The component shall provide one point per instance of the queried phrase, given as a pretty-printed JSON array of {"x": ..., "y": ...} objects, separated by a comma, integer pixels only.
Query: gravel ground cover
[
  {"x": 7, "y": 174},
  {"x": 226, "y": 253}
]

============

→ EXERCISE DIRECTIONS
Would you print each line of the material exactly?

→ ANSWER TO THIS EXERCISE
The component shall provide one point per instance of the queried phrase, given as a pretty-printed JSON array of {"x": ..., "y": ...} objects, separated by a comma, integer pixels only.
Query: gravel ground cover
[
  {"x": 7, "y": 174},
  {"x": 226, "y": 253}
]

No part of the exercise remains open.